Stored items from a collection
+---+

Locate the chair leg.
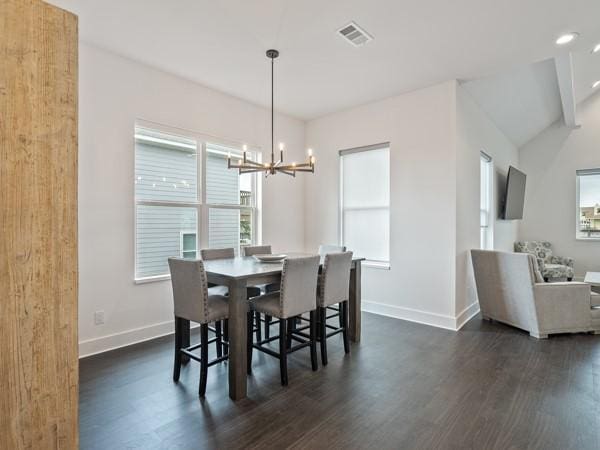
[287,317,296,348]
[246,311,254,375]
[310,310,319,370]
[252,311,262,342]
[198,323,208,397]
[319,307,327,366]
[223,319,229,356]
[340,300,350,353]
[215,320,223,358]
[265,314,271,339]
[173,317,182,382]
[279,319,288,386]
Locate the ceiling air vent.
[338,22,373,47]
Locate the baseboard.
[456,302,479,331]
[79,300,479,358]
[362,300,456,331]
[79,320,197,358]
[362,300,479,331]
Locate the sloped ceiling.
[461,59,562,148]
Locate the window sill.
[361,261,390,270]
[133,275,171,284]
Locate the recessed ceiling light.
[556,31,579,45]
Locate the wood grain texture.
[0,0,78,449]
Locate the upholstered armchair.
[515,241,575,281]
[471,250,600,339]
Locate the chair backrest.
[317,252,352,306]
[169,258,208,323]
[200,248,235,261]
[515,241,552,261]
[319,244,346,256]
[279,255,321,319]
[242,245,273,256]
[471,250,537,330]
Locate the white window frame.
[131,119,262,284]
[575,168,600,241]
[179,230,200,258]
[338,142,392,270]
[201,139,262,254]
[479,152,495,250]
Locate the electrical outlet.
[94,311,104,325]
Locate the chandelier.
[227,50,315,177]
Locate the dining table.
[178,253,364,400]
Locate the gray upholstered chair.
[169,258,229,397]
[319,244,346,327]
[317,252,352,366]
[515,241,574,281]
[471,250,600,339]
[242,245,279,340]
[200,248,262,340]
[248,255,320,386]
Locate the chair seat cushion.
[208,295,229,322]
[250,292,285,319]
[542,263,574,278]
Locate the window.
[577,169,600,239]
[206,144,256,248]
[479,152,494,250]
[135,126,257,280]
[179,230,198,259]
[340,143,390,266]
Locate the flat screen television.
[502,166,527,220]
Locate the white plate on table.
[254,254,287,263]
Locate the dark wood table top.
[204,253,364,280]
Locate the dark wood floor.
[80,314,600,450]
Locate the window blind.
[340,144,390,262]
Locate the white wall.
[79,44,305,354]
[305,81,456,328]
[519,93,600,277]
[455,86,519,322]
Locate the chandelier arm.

+---+

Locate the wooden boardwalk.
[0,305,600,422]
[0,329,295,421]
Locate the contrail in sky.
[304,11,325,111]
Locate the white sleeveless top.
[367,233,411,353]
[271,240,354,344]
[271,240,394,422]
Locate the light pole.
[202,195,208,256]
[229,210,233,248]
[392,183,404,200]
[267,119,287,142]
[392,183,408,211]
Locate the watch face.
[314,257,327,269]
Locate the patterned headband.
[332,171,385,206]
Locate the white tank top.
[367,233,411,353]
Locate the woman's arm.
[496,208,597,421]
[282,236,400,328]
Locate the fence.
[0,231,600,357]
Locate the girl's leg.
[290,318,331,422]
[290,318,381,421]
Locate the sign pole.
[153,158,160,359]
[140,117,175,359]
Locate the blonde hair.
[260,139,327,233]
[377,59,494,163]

+---+

GIVEN REQUEST: Update the material from the line holding "Locate the chair leg." through the line holding "[542,263,574,278]", inclusive, by putting "roof" wherever "ceiling" appears and leaving everything else unchanged. Give back only those lines, without the pictures.

ANSWER TO THIS PROBLEM:
Locate the chair leg.
[287,317,296,348]
[246,311,254,375]
[310,310,319,370]
[252,311,262,342]
[198,323,208,397]
[319,307,327,366]
[223,319,229,356]
[340,300,350,353]
[215,320,223,358]
[265,314,271,339]
[173,317,182,382]
[279,319,288,386]
Locate the roof air vent.
[338,22,373,47]
Locate the baseboard.
[456,302,479,331]
[79,300,479,358]
[362,300,456,331]
[79,320,197,358]
[362,300,479,331]
Locate the sloped roof.
[461,59,562,148]
Locate the window sill.
[361,261,390,270]
[133,275,171,284]
Locate the recessed roof light.
[556,31,579,45]
Locate the wood grain texture.
[0,0,78,449]
Locate the upholstered armchair.
[515,241,575,281]
[471,250,600,339]
Locate the chair backrest.
[317,252,352,306]
[169,258,208,323]
[200,248,235,261]
[515,241,552,261]
[319,244,346,256]
[279,255,321,319]
[242,245,273,256]
[471,250,537,330]
Locate the white window frame.
[131,119,262,284]
[575,168,600,241]
[179,230,200,258]
[338,142,392,270]
[201,139,262,254]
[479,152,495,250]
Locate the electrical outlet.
[94,311,104,325]
Locate the chandelier.
[227,50,315,177]
Locate the dining table.
[178,253,364,400]
Locate the gray upholstered chair.
[169,258,229,397]
[319,244,346,327]
[317,252,352,366]
[515,241,574,281]
[471,250,600,339]
[242,245,279,340]
[200,248,262,340]
[248,255,320,386]
Locate the chair seat cushion.
[208,295,229,322]
[250,292,285,319]
[542,263,574,278]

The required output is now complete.